Stored items
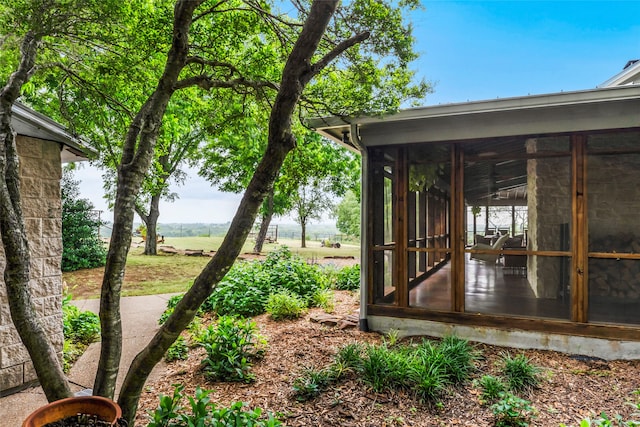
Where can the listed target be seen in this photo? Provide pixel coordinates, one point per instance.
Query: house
(43, 145)
(558, 174)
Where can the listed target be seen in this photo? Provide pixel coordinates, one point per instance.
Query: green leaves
(81, 244)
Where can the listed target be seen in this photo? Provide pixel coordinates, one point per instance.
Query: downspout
(363, 324)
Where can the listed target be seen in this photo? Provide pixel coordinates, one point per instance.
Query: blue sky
(474, 50)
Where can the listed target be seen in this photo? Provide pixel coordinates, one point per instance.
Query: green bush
(312, 382)
(232, 345)
(81, 244)
(425, 370)
(348, 278)
(512, 411)
(325, 299)
(284, 305)
(290, 272)
(491, 387)
(246, 287)
(243, 291)
(459, 358)
(179, 350)
(79, 326)
(170, 412)
(520, 374)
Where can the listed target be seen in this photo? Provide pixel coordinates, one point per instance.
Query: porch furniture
(489, 258)
(515, 264)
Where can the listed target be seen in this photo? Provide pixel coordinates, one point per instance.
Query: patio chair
(489, 258)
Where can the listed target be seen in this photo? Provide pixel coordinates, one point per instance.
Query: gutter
(354, 138)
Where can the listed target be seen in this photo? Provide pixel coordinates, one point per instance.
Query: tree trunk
(137, 155)
(151, 243)
(296, 74)
(303, 234)
(264, 225)
(14, 238)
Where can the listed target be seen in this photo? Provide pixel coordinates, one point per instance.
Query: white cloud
(197, 202)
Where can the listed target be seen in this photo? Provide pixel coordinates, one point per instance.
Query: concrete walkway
(139, 323)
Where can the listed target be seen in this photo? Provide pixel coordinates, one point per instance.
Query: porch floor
(489, 290)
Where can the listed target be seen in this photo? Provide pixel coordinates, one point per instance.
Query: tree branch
(338, 50)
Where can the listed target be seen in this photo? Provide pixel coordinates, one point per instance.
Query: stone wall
(549, 204)
(40, 171)
(613, 197)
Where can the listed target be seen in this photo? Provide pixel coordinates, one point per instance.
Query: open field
(169, 273)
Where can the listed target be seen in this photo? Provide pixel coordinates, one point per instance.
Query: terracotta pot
(105, 409)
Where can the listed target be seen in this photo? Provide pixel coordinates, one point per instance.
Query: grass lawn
(149, 275)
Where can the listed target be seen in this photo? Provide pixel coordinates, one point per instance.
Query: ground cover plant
(80, 328)
(203, 412)
(247, 287)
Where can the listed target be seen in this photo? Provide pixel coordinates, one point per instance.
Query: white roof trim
(28, 122)
(595, 109)
(629, 75)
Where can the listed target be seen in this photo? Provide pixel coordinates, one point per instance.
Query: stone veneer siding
(40, 172)
(549, 205)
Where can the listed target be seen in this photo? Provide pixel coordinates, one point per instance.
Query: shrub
(81, 244)
(79, 326)
(519, 372)
(284, 305)
(491, 387)
(243, 291)
(246, 287)
(350, 356)
(459, 358)
(312, 382)
(348, 278)
(512, 411)
(232, 344)
(172, 302)
(290, 272)
(325, 299)
(179, 350)
(170, 412)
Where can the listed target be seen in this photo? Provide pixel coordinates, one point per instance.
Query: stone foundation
(40, 172)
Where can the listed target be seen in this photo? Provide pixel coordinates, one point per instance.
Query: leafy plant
(284, 305)
(491, 387)
(179, 350)
(350, 356)
(512, 411)
(348, 278)
(312, 382)
(171, 413)
(79, 326)
(243, 291)
(618, 421)
(232, 344)
(459, 358)
(325, 299)
(81, 244)
(519, 372)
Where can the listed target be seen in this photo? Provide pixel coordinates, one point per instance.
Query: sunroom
(512, 221)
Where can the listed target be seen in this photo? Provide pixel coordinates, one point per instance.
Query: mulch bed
(571, 389)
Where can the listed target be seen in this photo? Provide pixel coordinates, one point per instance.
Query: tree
(311, 48)
(347, 214)
(28, 28)
(81, 244)
(309, 203)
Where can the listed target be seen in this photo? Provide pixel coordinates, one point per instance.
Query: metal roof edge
(557, 99)
(57, 132)
(623, 77)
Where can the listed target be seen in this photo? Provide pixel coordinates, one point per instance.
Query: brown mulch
(571, 388)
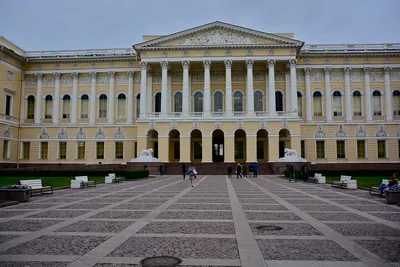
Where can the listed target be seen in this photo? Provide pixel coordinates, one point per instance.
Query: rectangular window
(26, 148)
(6, 149)
(8, 105)
(44, 148)
(361, 149)
(81, 150)
(177, 150)
(119, 150)
(340, 149)
(100, 150)
(381, 149)
(320, 149)
(62, 150)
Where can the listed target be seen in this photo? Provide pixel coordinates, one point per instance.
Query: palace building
(214, 93)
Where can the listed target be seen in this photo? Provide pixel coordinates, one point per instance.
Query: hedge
(136, 174)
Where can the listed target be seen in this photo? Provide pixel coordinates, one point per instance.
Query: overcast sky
(81, 24)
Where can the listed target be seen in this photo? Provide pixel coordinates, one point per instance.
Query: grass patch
(54, 181)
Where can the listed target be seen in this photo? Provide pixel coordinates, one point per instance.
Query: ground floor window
(44, 149)
(26, 148)
(119, 150)
(340, 149)
(81, 150)
(381, 149)
(100, 150)
(62, 150)
(320, 149)
(361, 149)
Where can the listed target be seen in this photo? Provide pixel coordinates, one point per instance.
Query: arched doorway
(218, 146)
(174, 146)
(196, 154)
(284, 141)
(240, 146)
(152, 142)
(262, 145)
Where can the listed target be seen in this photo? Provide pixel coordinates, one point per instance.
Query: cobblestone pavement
(264, 221)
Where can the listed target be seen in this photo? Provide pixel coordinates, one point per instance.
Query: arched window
(396, 102)
(258, 102)
(238, 102)
(138, 106)
(66, 107)
(317, 101)
(376, 97)
(103, 106)
(198, 102)
(48, 107)
(178, 102)
(300, 104)
(337, 104)
(357, 108)
(121, 106)
(30, 114)
(84, 107)
(218, 104)
(278, 101)
(157, 103)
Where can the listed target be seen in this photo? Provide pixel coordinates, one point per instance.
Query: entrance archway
(284, 141)
(196, 154)
(240, 146)
(218, 146)
(262, 145)
(152, 142)
(174, 146)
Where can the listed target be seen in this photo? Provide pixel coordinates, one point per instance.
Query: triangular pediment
(218, 34)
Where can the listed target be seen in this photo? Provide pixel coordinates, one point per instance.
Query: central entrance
(218, 146)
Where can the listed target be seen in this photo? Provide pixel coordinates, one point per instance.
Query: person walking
(230, 171)
(192, 173)
(291, 173)
(239, 171)
(255, 169)
(183, 167)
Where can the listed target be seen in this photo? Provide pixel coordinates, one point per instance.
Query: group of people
(244, 170)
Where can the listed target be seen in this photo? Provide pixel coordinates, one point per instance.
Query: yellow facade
(97, 97)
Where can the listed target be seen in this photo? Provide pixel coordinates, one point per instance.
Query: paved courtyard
(216, 223)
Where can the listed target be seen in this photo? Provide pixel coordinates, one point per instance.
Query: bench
(82, 181)
(345, 182)
(374, 190)
(37, 186)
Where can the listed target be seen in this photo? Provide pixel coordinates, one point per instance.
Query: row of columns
(270, 86)
(348, 95)
(74, 98)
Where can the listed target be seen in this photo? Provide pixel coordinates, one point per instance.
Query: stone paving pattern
(123, 223)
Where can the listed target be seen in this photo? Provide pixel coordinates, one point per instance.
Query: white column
(271, 88)
(111, 98)
(38, 101)
(293, 88)
(129, 118)
(143, 89)
(250, 89)
(228, 87)
(347, 96)
(92, 115)
(308, 94)
(185, 89)
(164, 88)
(56, 103)
(74, 99)
(388, 95)
(328, 96)
(207, 93)
(368, 102)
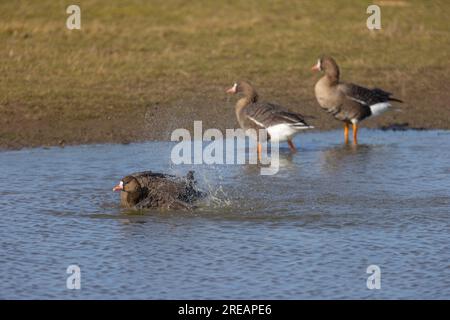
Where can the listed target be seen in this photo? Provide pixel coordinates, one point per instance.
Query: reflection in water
(336, 158)
(255, 237)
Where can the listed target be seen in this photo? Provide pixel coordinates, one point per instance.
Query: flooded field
(309, 231)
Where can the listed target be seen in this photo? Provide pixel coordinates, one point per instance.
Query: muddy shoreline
(156, 122)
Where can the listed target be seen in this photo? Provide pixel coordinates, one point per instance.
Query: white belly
(282, 132)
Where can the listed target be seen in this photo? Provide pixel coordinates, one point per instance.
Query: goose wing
(266, 115)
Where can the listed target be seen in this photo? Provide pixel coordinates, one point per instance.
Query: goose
(279, 123)
(149, 189)
(348, 102)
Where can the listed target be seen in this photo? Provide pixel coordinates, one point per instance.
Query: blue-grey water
(309, 231)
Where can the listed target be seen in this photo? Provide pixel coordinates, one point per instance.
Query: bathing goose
(280, 123)
(157, 190)
(348, 102)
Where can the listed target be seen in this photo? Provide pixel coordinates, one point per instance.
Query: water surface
(309, 231)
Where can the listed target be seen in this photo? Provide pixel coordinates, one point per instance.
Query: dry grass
(139, 69)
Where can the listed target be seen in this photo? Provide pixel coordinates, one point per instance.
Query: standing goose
(157, 190)
(280, 124)
(348, 102)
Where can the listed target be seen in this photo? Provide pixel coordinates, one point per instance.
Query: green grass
(131, 55)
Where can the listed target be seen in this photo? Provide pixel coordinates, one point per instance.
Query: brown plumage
(157, 190)
(280, 123)
(348, 102)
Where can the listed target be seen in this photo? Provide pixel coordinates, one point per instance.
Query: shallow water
(309, 231)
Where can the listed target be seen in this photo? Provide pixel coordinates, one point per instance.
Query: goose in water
(157, 190)
(279, 123)
(348, 102)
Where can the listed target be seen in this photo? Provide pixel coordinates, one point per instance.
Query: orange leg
(291, 146)
(355, 133)
(346, 129)
(259, 151)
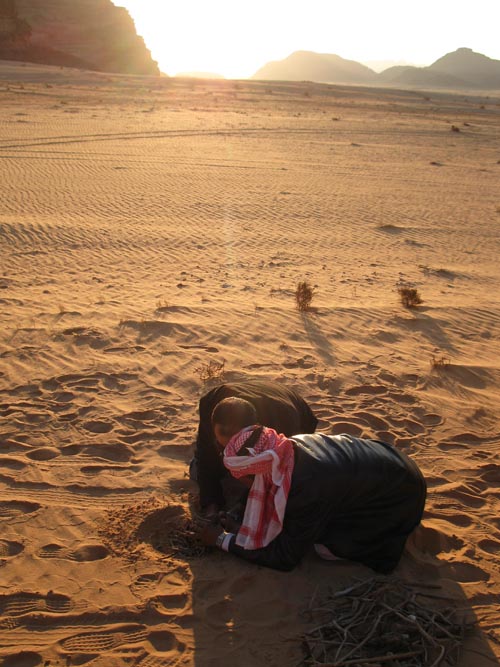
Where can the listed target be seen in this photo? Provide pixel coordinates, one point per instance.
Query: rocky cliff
(87, 33)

_Exercise brief_. Your copy should hold exactly the lines from the one with "Query: goose in water" through the end of the records, both included, and no pictures.

_Task answer_.
Query: goose in water
(157, 190)
(279, 123)
(348, 102)
Where can the listed target be seen in this photo? Provide pixel coordinates, one point per instance.
Query: orange leg
(291, 146)
(355, 133)
(346, 129)
(259, 151)
Where can the listed target be seen in this photo? Provide pixel coordinates, one point per instance.
Query: rocky cliff
(87, 33)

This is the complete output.